**DIRECTIVE**
Format every line of the entries below as a JSON list of strings, one string per line, skipping blank lines. Leave the pictures out of the list.

::::

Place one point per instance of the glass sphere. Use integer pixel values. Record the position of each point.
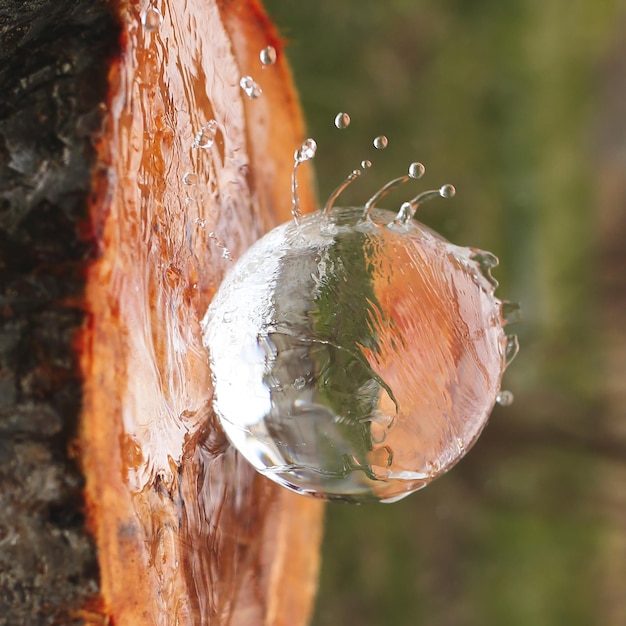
(355, 359)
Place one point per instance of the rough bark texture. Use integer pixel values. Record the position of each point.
(101, 257)
(54, 57)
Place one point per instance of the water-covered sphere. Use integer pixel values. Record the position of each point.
(353, 358)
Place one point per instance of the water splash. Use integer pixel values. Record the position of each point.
(250, 87)
(305, 152)
(416, 170)
(353, 336)
(355, 330)
(408, 209)
(330, 203)
(342, 120)
(267, 56)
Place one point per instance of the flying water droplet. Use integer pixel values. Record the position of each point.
(190, 179)
(408, 209)
(304, 153)
(382, 192)
(250, 87)
(220, 244)
(342, 120)
(268, 55)
(381, 142)
(416, 170)
(505, 398)
(447, 191)
(337, 192)
(151, 19)
(206, 136)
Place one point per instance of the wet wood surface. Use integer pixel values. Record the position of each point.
(184, 531)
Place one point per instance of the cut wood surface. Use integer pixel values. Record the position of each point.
(185, 532)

::::

**RESPONSE**
[
  "Place one point per instance of the glass sphere. Use integer pixel values. Record the position of each point.",
  "(355, 359)",
  "Place one point per instance of the rough bark texture. Use integer pixel values. Record the position of each point.",
  "(101, 257)",
  "(54, 57)",
  "Place one point per instance of the water-covered sphere. Use integer pixel values. Record the position of each point.",
  "(353, 358)",
  "Place one point per instance of the water splash. Use integer pixel values. Record the position of each point.",
  "(250, 87)",
  "(305, 152)",
  "(416, 170)",
  "(353, 336)",
  "(355, 330)",
  "(408, 209)",
  "(330, 203)",
  "(342, 120)",
  "(267, 56)",
  "Place one point per instance of the flying water droplet. Use integer pixel values. Record the position of each point.",
  "(190, 179)",
  "(408, 209)",
  "(304, 153)",
  "(382, 192)",
  "(250, 87)",
  "(220, 244)",
  "(342, 120)",
  "(268, 55)",
  "(381, 142)",
  "(416, 170)",
  "(505, 398)",
  "(447, 191)",
  "(337, 192)",
  "(151, 19)",
  "(206, 136)",
  "Place one point per instance of the wet wood surface. Use integer pixel values. Record the position of each point.",
  "(184, 531)",
  "Place one point per instance of the cut wood surface. Use integer pixel values. Record the position of each point.",
  "(185, 532)"
]